» **Written problem**:
Take the entries below and print all of them exactly, please.

» **Provided entries**:
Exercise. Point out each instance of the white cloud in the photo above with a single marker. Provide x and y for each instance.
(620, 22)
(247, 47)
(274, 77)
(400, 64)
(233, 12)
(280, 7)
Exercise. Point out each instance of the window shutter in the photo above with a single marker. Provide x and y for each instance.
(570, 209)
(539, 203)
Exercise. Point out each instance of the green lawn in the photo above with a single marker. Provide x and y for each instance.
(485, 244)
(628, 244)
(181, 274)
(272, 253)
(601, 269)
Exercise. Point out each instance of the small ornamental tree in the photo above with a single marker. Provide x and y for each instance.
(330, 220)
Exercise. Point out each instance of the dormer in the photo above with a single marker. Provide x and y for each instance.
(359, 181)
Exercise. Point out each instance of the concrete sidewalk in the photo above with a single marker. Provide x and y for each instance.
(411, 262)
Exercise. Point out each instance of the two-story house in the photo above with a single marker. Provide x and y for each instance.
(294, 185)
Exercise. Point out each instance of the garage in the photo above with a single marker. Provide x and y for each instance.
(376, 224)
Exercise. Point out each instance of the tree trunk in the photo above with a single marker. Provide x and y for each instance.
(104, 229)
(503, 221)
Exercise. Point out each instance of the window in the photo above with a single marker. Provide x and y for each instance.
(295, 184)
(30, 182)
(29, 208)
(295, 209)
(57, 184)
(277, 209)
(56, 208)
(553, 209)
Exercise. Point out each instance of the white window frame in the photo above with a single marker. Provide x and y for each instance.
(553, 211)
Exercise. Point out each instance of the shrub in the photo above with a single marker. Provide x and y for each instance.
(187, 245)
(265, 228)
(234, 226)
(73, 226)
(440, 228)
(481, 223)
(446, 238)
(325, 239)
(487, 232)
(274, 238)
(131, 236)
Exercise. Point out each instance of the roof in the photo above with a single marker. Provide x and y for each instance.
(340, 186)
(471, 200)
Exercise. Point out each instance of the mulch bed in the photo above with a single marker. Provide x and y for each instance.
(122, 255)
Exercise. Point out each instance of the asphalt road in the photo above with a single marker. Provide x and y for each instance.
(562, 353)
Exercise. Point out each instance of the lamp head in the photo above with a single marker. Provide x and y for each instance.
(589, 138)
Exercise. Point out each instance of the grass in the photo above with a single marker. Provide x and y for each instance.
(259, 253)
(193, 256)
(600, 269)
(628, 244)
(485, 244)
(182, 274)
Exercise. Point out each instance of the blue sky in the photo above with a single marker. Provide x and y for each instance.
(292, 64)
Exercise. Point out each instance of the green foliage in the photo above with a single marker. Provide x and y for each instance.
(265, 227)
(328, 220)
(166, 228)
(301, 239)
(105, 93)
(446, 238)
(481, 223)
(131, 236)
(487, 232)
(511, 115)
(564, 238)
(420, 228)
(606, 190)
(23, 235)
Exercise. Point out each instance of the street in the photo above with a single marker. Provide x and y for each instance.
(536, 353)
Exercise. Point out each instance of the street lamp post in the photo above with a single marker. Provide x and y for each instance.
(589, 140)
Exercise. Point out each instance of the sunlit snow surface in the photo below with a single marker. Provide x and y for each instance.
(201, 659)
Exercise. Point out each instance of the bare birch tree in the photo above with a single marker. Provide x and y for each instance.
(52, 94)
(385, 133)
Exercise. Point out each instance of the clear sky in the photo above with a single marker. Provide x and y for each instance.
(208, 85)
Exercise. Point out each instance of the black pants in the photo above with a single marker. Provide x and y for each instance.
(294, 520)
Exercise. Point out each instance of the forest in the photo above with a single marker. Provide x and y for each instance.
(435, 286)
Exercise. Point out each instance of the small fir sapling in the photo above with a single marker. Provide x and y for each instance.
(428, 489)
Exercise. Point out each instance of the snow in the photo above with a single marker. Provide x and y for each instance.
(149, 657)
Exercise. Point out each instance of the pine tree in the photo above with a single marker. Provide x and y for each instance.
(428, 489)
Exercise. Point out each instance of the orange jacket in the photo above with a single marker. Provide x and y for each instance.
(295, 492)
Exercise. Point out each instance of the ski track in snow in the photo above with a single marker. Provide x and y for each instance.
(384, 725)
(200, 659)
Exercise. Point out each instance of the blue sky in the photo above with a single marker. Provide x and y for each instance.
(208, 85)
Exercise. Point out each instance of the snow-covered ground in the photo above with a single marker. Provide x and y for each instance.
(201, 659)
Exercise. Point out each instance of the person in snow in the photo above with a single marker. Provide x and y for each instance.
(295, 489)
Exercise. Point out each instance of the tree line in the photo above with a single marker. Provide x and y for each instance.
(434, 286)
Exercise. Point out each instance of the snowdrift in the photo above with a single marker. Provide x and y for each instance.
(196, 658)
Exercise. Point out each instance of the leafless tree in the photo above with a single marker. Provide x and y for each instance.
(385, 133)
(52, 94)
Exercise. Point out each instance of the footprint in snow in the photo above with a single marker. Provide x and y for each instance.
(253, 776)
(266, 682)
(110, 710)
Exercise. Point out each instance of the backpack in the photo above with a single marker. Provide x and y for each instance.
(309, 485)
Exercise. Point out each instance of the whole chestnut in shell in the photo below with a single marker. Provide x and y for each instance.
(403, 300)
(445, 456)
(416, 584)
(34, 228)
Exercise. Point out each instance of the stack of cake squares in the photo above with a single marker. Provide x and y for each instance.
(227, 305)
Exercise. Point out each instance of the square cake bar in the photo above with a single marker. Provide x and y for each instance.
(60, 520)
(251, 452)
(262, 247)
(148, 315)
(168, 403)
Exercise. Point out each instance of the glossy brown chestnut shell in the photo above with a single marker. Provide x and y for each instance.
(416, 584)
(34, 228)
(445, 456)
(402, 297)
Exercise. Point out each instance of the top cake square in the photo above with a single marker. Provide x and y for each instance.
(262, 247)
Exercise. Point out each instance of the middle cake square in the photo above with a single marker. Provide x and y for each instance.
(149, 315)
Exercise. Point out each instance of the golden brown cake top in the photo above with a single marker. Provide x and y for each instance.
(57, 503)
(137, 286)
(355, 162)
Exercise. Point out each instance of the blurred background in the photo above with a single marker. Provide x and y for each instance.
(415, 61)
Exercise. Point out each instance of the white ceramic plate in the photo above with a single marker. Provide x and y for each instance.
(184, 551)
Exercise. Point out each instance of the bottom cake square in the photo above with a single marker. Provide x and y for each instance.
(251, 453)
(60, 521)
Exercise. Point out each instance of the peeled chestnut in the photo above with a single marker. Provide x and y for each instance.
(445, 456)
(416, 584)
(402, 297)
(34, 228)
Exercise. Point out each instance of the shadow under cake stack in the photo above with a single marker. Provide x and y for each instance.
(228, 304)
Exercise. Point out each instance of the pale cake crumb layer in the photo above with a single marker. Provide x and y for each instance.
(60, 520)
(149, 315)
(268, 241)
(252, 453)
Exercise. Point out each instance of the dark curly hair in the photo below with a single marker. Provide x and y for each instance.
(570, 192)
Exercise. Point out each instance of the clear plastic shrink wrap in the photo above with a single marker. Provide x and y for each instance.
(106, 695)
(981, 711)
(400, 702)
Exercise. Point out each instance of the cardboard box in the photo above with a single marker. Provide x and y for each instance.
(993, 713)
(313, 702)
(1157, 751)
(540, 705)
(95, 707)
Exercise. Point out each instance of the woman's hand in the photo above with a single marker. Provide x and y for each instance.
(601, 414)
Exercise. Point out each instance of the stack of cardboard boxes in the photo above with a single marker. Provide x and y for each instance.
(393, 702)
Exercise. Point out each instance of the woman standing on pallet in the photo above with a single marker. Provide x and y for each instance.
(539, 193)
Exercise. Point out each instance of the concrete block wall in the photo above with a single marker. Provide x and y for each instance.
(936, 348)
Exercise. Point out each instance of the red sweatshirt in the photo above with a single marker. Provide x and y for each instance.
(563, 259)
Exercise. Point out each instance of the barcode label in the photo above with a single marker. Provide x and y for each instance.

» **Solution to this problem**:
Exercise. Point out each instance of the white cloud in the photo above with a single marker. Provide x and y for each instance.
(620, 22)
(247, 47)
(274, 77)
(400, 64)
(233, 12)
(280, 7)
Exercise. Point out each instance of the window shutter in the photo above with a single marker. Provide x and y for each instance.
(570, 209)
(539, 203)
Exercise. Point out each instance of the green lawn in the photo above with a single marker. Provide x and y for each instance.
(485, 244)
(628, 244)
(181, 274)
(272, 253)
(601, 269)
Exercise. Point out each instance of the small ornamental tree in the photo above with a single marker. Provide x and y for each instance.
(330, 220)
Exercise. Point out each instance of the dormer in the photo above with a single marker. Provide x and y for each instance.
(359, 181)
Exercise. Point out each instance of the concrete sidewalk in the photo above with a single marker. Provide x and y for each instance.
(411, 262)
Exercise. Point out each instance of the two-story house in the photo above with a single marker. Provide x and y for each instance.
(294, 185)
Exercise. Point out each instance of the garage in the photo above with a single marker. Provide x and y for each instance.
(376, 224)
Exercise. Point out each instance of the tree trunk in the photo above with a single marker. Provide x and y for each instance.
(104, 229)
(503, 221)
Exercise. Point out each instance of the window in the photo above with a single marker. Provide x and y for each instance.
(295, 184)
(30, 182)
(29, 208)
(295, 209)
(57, 184)
(277, 209)
(56, 208)
(553, 209)
Exercise. Point out each instance of the white window frame in the photo above with a single marker. Provide x and y for each instance.
(553, 211)
Exercise. Point out each instance of the shrub in the photo above with a single marker. Provide x and y for each instance.
(187, 245)
(265, 228)
(234, 226)
(73, 226)
(440, 228)
(481, 223)
(446, 238)
(325, 239)
(487, 232)
(274, 238)
(131, 236)
Exercise. Point out each instance of the roof in the photo above with a single marker. Provide x and y for each instance.
(340, 186)
(471, 200)
Exercise. Point out each instance of the mulch bed in the photo above with a single marker. Provide x and y for each instance.
(122, 255)
Exercise. Point out each instance of the asphalt road in the photo above with a single marker. Provide x and y for each instance.
(562, 353)
Exercise. Point out each instance of the lamp head in the photo above with a single marker. Provide x and y for each instance.
(589, 138)
Exercise. Point out each instance of the grass in the photo above with a single marker. Provide x and y for each instance.
(259, 253)
(193, 256)
(600, 269)
(628, 244)
(485, 244)
(182, 274)
Exercise. Point out each instance of the blue sky in the photo above with a single marker. Provide x and y for each instance.
(292, 64)
Exercise. Point out each instance of the green foliage in the photo above with a single marker. Provide x and y for each instance.
(265, 227)
(328, 220)
(166, 228)
(301, 239)
(105, 93)
(446, 238)
(481, 223)
(131, 236)
(487, 232)
(511, 115)
(564, 238)
(420, 228)
(606, 190)
(23, 235)
Exercise. Point out each instance of the street in the photo above with a single marker. Provide x and y for each instance.
(536, 353)
Exercise. Point out each instance of the street lamp post in the photo above with a single marker. Provide x and y for each instance.
(589, 140)
Exercise. Point out each instance of the sunlit snow surface in the photo below with a single marker. Provide x and y for each instance.
(201, 659)
Exercise. Point out each instance of the bare birch tree in the photo above with a single marker. Provide x and y for each instance.
(52, 94)
(385, 133)
Exercise. Point out each instance of the clear sky in the photo above with a single marker. Provide x and y for each instance.
(208, 85)
Exercise. Point out each instance of the black pants in the photo above with a single marker. Provide x and y for each instance.
(294, 520)
Exercise. Point out each instance of the forest in the photo above with a single marker. Provide x and y for each instance.
(435, 286)
Exercise. Point out each instance of the small fir sapling in the photo above with a single marker. Provide x and y for each instance.
(428, 489)
Exercise. Point out each instance of the snow in the photo above with a single marker. Provide x and y for each instance.
(149, 657)
Exercise. Point out each instance of the pine tree in the photo above with a single marker. Provide x and y for each instance.
(428, 489)
Exercise. Point out each instance of the orange jacket in the photo above with a single marker. Provide x and y for each instance.
(295, 492)
Exercise. Point out each instance of the ski track in snow in the photo above with a single marker. Provide x and y for each instance.
(384, 725)
(200, 659)
Exercise. Point out each instance of the blue sky in the photo above with a single marker. Provide x and y for each instance.
(208, 85)
Exercise. Point out each instance of the snow-covered ground in the photo above with a single marker. Provide x and y for each instance.
(201, 659)
Exercise. Point out each instance of the person in snow in the photo above with a single marker. Provide x and y for each instance.
(295, 489)
Exercise. Point out each instance of the tree line in the photo above with a single marker. Provide x and y for each instance.
(434, 286)
Exercise. Point out each instance of the snowdrift in the photo above with a single marker. Provide x and y for each instance.
(196, 658)
Exercise. Point out each instance of the leafless tree in the photo above with a single marker. Provide x and y for each instance.
(385, 133)
(52, 94)
Exercise. Point out each instance of the footprint in snow in the photo above with a single marker. Provide x and y for each instance.
(253, 776)
(266, 682)
(110, 710)
Exercise. Point out each instance of the backpack in the photo above with a single marker. Provide x and y for each instance.
(309, 485)
Exercise. Point out each instance of the whole chestnut in shell in the photo below with a single marker. Provide x and y for each instance.
(403, 300)
(445, 456)
(416, 584)
(34, 228)
Exercise. Point out each instance of the stack of cake squares in the photo above with a single marker. Provide x and y for each instance.
(227, 305)
Exercise. Point out each instance of the square cake bar in the photo above with a single marker. Provide x and y for each instance.
(60, 520)
(251, 452)
(262, 247)
(148, 315)
(168, 403)
Exercise. Point out each instance of the glossy brown chestnut shell in the photo above with a single marker. Provide x and y for each instance.
(416, 584)
(34, 228)
(445, 456)
(402, 297)
Exercise. Point out each instance of the top cake square in the photo above with a single marker. Provide x and y for each instance.
(262, 247)
Exercise. Point out each instance of the middle cake square in the photo above with a single marker. Provide x and y for each instance.
(149, 315)
Exercise. Point out each instance of the golden brown cake top in the photo above with a single marker. Provide x and y for each instance.
(57, 503)
(137, 286)
(355, 162)
Exercise. Point out each instance of the blurred background in the photo above with a single marker. Provide x and y for each instance.
(415, 61)
Exercise. Point out each instance of the white ceramic plate in the photo above with a single marker. Provide x and y for each instance.
(184, 551)
Exercise. Point out each instance of the bottom cake square in the photo above with a single marker. Provide x and y for each instance.
(251, 453)
(60, 521)
Exercise. Point out each instance of the peeled chestnut in the photo above with a single marker. Provide x and y for each instance.
(445, 456)
(416, 584)
(402, 297)
(34, 228)
Exercise. Point out each instance of the shadow under cake stack in the photo above with a single marker. Provide x and y for each instance.
(228, 304)
Exercise. Point out each instance of the pale cake crumb layer in the photo above with a single marker. Provide x and y for each instance.
(60, 520)
(149, 315)
(268, 241)
(252, 453)
Exercise. Point out each instance of the dark curly hair in the photo below with a single marker. Provide x and y for each instance.
(570, 192)
Exercise. Point out each instance of the clear plastic shrink wrap in the photo above with a single marker. Provide x and y for each instance.
(106, 695)
(981, 711)
(400, 702)
Exercise. Point out each instance of the cardboard box in the photo above with a single marker. Provide x and y for each instance.
(993, 713)
(313, 702)
(1157, 751)
(540, 705)
(95, 707)
Exercise. Point out each instance of the woman's hand in the photo above with a single marker. Provide x and y for each instance.
(601, 414)
Exercise. Point out each instance of the stack of cardboard boxes in the photo above with a single marker. Provide x and y for each instance.
(393, 702)
Exercise. Point out each instance of the woman standing on pallet in the photo above with a single marker. Provide x and y for each instance.
(539, 193)
Exercise. Point out each instance of the concrete block wall in the photo above with a single marker. Provide x and y for each instance.
(936, 348)
Exercise. Point out each instance of the red sweatshirt in the photo above with a single marker. Provide x and y for each instance.
(563, 259)
Exercise. Point out each instance of the barcode label in the photo above with a single marker. Provide x and y for each instance.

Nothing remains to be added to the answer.